EXERCISE AIM: Set down the whole listing verbatim.

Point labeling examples
◆ ◆ ◆

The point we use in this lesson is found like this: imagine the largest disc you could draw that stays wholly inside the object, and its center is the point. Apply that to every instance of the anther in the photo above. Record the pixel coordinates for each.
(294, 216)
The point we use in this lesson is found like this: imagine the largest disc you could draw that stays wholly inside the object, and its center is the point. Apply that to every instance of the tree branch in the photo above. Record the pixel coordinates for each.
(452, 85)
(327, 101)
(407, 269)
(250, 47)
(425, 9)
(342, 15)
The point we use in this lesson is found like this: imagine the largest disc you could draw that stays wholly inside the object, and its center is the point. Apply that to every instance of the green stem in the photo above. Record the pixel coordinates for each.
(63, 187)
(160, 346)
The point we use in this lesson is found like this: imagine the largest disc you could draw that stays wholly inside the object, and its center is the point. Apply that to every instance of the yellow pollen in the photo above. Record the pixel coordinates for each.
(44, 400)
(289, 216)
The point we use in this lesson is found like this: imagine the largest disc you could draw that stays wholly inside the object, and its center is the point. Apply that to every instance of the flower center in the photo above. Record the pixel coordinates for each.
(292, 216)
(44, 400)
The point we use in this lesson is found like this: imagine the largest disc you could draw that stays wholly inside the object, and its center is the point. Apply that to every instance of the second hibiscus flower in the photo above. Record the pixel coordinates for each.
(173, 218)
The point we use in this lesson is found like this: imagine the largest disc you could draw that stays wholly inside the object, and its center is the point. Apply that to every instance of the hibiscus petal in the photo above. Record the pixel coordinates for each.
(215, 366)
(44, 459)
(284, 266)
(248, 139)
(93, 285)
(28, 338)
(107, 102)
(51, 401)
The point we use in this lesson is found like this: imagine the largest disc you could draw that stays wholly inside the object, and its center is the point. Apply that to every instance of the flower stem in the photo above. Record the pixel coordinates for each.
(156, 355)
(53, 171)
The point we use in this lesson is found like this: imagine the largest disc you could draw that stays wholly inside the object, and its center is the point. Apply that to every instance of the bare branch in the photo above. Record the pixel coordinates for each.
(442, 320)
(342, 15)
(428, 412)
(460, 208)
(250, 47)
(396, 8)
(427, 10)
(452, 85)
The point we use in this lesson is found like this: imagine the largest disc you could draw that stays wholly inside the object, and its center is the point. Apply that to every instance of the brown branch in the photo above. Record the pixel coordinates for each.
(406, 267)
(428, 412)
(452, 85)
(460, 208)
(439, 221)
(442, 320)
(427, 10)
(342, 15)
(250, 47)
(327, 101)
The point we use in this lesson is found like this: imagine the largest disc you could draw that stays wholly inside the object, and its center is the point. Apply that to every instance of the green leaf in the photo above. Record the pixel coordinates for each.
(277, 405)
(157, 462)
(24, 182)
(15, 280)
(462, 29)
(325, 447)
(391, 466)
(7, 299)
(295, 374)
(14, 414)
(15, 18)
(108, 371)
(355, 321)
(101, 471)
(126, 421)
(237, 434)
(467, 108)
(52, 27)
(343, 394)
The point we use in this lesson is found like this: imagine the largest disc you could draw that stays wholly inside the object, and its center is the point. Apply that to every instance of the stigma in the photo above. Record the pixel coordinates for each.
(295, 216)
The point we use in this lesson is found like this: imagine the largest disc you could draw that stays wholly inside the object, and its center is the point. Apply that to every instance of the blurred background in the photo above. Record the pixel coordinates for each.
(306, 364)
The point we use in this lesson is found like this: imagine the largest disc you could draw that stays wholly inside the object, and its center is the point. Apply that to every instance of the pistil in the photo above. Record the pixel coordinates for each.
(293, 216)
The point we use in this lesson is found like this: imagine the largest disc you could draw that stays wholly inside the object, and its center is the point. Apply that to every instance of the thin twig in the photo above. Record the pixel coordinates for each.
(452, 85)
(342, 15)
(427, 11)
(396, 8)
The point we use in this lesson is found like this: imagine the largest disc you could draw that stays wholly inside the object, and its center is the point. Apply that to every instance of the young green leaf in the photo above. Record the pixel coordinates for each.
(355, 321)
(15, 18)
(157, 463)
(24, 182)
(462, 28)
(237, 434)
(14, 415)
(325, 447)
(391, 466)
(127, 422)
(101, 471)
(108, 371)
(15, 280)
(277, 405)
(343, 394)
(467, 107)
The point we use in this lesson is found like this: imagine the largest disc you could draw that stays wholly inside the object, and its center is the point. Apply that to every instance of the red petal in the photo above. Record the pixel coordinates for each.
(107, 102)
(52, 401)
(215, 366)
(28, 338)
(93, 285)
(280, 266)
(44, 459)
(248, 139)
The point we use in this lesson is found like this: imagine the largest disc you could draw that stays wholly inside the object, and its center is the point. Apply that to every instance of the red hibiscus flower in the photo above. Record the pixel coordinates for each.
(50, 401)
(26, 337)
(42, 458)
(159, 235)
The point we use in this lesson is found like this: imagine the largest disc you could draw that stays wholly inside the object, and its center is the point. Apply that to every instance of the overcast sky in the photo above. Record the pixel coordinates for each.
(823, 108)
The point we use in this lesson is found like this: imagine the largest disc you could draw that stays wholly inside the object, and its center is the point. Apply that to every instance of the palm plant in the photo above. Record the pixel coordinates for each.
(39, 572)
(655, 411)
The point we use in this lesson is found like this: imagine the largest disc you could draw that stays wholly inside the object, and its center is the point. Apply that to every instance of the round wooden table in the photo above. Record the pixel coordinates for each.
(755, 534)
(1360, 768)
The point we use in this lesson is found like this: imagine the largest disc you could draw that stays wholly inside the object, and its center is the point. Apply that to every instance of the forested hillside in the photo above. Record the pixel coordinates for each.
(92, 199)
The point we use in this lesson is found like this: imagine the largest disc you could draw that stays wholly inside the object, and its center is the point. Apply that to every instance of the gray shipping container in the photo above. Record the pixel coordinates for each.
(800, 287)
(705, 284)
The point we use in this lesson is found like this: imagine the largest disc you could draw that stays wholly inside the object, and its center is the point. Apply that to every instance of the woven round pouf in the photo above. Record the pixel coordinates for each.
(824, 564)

◆ ◆ ◆

SOLUTION TO THIS TASK:
The point we use in this lesson is found like this: imagine the largest disc you could draw that stays wholly inside the object, and its center is the point. Apply that to every instance of the anther in the photo above. Record the pixel coordinates for each.
(294, 216)
The point we use in this lesson is found like this: imagine the largest disc you could draw that stays wholly inside the object, and its center is the point. Apply that to every instance of the tree branch in the photo above. Record the pixel coordinates for each.
(452, 85)
(327, 101)
(407, 269)
(250, 47)
(425, 9)
(342, 15)
The point we use in this lesson is found like this: imagine the largest disc you could draw that stays wholly inside the object, and its center is the point. Apply that to every instance of the green stem in the photo above. Record the pixel coordinates for each.
(63, 187)
(160, 346)
The point we use in this lesson is found like this: imagine the largest disc you could draw that stays wholly inside the object, and its center is the point. Apply that to every instance of the yellow pollen in the photo above. Record the pixel coordinates for each.
(44, 400)
(289, 216)
The point we use in this lesson is found like this: imagine the largest disc you could draw that stays wholly inside the object, and its center is the point. Apply that to every instance of the flower center in the photo above. Record the pixel coordinates for each.
(292, 216)
(44, 400)
The point we use in this lesson is found like this: imagine the largest disc you could draw that stays wholly inside the object, and its center is the point. Apply that to every instance of the second hibiscus flower in the photo above. Record the pixel coordinates for each.
(173, 218)
The point we use in this lesson is found like this: imagine the largest disc you could draw that stays wholly inside the object, and its center is the point. Apply that to every instance of the hibiscus petal in the photo above. Record the pixel coordinates for each.
(215, 366)
(44, 459)
(284, 266)
(248, 139)
(93, 285)
(28, 338)
(107, 102)
(51, 401)
The point we use in this lesson is found like this: imagine the largest disc you could draw that stays wholly inside the object, and its center is the point. Apply that to every instance of the flower stem in the photo above. Record the pixel coordinates for each.
(156, 355)
(53, 171)
The point we use in this lesson is found like this: imagine the largest disc you could draw that stays wholly inside the object, and its center is the point. Apply that to every instance of the bare branch in the photo above. Record the pixel coordinates for each.
(442, 320)
(342, 15)
(428, 412)
(460, 208)
(250, 47)
(396, 8)
(427, 10)
(452, 85)
The point we use in this lesson is found like this: imagine the largest disc you could draw that stays wholly inside the object, and its center is the point. Apply that to every instance of the brown branch in the photo above. Record the pixel coordinates for each.
(406, 267)
(428, 412)
(452, 85)
(460, 208)
(439, 221)
(442, 320)
(427, 10)
(342, 15)
(250, 47)
(327, 101)
The point we use in this lesson is found like this: imagine the largest disc you could draw that stays wholly inside the object, and its center is the point. Apply that to every instance of the green leaf in the photo above. Record the pixel coordinates for each.
(277, 405)
(157, 462)
(24, 182)
(15, 280)
(462, 29)
(325, 447)
(391, 466)
(7, 299)
(295, 374)
(14, 414)
(15, 18)
(108, 371)
(355, 321)
(101, 471)
(126, 421)
(237, 434)
(467, 108)
(52, 27)
(343, 394)
The point we use in this lesson is found like this: imagine the largest disc you could draw that stays wholly inside the object, and its center is the point. Apply that to every instance of the stigma in the photo above. Record the pixel coordinates for each.
(295, 216)
The point we use in this lesson is found like this: imagine the largest disc you could draw that stays wholly inside the object, and its center is the point. Apply that to every instance of the blurred background in the photo above. Record the pixel coordinates for each.
(306, 364)
The point we use in this lesson is found like this: imagine the largest disc you could draw that stays wholly inside the object, and its center is the point. Apply that to every instance of the pistil in the photo above. Record the pixel coordinates for each.
(293, 216)
The point we use in this lesson is found like this: imagine the largest disc you could draw that stays wholly inside the object, and its center is the point. Apply that to every instance of the thin twig in the photo above. Record the pixel coordinates for each.
(452, 85)
(342, 15)
(427, 11)
(396, 8)
The point we use in this lesson is found like this: imagine the largest disc you could draw that stays wholly inside the object, and its center is the point. Apply that to every instance of the young green leaf in the photo above. Record the pixel coordinates for each.
(355, 321)
(15, 18)
(157, 463)
(24, 182)
(462, 28)
(237, 434)
(14, 415)
(325, 447)
(391, 466)
(127, 422)
(101, 471)
(108, 371)
(15, 280)
(277, 405)
(343, 394)
(467, 107)
The point we use in this lesson is found like this: imagine the largest disc you could draw that stays wholly inside the object, and its center is the point. Apply that to every instance of the red petal in the photo above. Record the pixel coordinates for each.
(107, 102)
(52, 401)
(215, 366)
(28, 338)
(93, 285)
(280, 266)
(44, 459)
(248, 139)
The point we use in this lesson is found like this: imagine the largest disc you could draw that stays wholly inside the object, and its center is the point. Apply that to every instance of the red hibiscus flower in the photo above. Record the pixel coordinates for each.
(50, 401)
(26, 337)
(42, 458)
(159, 235)
The point we use in this lesson is found like this: imagine the largest disc you could draw that stays wholly inside the object, and its center is the point. Apply that to every instance of the overcast sky in the photo above. Record the pixel coordinates for each.
(823, 108)
The point we use in this lesson is found like this: imagine the largest disc you could draw that stays wholly inside the object, and its center is the point. Apply that to every instance of the palm plant in the photo above. Record the pixel coordinates for each.
(39, 572)
(655, 411)
The point we use in this lesson is found like this: imagine the largest disc you could draw that stays wholly inside the object, and its center is the point. Apply that to every instance of the round wooden table in the photo above. Record the pixel coordinates for each.
(755, 534)
(1360, 768)
The point we use in this lesson is found like this: imagine the largest disc you could draw that stays wholly inside the object, and its center is the point. Apply that to every instance of the forested hillside in the photo above. Record the pixel coordinates for each.
(92, 199)
The point we use in this lesson is found like this: imagine the largest disc you could draw that stays wholly inside the object, and its center is the point. Apply that to every instance of the gray shipping container in the photo above. Record the pixel coordinates for each.
(800, 287)
(705, 284)
The point we use in this lesson is found like this: imagine the largest disc you could draw that stays wholly inside the object, and its center is the point. Apply that to every instance of the woven round pouf in the photo above. Record the pixel coordinates for each.
(824, 564)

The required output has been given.